TASK DESCRIPTION —
Print the records word for word, from their first line through the line that contains "[250,249,389,539]", both ends included.

TASK INPUTS —
********

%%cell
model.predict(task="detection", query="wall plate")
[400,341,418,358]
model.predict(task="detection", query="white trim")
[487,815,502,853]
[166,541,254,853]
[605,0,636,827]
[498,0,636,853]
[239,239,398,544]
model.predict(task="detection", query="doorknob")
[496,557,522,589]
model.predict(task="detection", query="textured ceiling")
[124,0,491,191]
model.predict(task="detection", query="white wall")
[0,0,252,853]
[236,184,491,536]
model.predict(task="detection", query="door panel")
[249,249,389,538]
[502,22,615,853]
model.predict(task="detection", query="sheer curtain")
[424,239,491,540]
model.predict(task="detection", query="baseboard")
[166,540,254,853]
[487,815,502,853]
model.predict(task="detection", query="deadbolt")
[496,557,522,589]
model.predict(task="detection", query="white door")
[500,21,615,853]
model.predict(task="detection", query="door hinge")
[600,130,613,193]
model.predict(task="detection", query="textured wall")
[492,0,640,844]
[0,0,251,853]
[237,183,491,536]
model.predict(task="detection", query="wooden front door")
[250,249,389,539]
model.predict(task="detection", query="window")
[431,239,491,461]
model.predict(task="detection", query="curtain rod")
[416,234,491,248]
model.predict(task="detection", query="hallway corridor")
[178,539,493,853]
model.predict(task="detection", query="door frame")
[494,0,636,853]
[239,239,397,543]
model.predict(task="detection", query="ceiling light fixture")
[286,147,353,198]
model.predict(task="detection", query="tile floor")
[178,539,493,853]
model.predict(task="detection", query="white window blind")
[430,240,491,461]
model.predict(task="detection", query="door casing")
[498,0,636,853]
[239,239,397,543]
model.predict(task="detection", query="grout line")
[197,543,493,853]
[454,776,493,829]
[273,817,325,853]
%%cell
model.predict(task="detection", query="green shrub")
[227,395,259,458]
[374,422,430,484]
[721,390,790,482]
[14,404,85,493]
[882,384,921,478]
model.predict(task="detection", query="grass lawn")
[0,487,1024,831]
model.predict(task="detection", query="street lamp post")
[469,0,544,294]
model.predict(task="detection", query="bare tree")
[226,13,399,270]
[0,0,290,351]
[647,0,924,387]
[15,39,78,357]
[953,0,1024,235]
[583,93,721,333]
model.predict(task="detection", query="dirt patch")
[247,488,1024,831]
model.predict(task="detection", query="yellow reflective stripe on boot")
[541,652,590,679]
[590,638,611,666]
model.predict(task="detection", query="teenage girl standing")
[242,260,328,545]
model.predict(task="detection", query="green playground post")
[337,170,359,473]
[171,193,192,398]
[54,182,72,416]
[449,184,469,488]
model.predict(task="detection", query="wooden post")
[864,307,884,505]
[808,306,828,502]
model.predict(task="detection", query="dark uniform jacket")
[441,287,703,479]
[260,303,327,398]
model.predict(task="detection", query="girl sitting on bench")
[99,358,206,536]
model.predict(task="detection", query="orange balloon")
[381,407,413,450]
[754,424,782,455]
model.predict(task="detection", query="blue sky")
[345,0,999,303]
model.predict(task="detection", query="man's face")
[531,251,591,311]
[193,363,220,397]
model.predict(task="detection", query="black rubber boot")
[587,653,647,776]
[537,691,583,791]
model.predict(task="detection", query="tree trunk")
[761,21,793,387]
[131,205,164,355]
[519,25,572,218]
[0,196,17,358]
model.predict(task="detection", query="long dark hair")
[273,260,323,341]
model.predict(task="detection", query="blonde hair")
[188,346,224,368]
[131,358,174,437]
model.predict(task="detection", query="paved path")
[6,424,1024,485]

********

OUTPUT OF THE TASK —
%%cell
model.predict(task="detection", query="wall plate")
[400,341,418,358]
model.predict(task="detection", query="white trim")
[487,815,502,853]
[166,541,254,853]
[605,0,636,827]
[498,0,636,853]
[239,239,398,544]
model.predict(task="detection", query="doorknob")
[496,557,522,589]
model.predict(task="detection", query="textured ceiling")
[124,0,491,191]
model.predict(task="detection", query="white wall")
[0,0,252,853]
[236,184,491,536]
model.predict(task="detection", query="door panel")
[249,249,389,538]
[502,22,615,853]
model.predict(task="detection", query="sheer curtain")
[424,239,491,540]
model.predict(task="detection", query="baseboard")
[166,540,254,853]
[487,815,502,853]
model.predict(task="detection", query="deadbolt")
[496,557,522,589]
model.predict(task="detection", query="white door")
[500,21,615,853]
model.predict(task="detection", query="door hinge")
[600,130,613,193]
model.predict(task="detection", query="textured wall")
[492,0,640,844]
[0,0,251,853]
[237,183,491,536]
model.predict(task="detection", query="wooden front door")
[250,249,389,539]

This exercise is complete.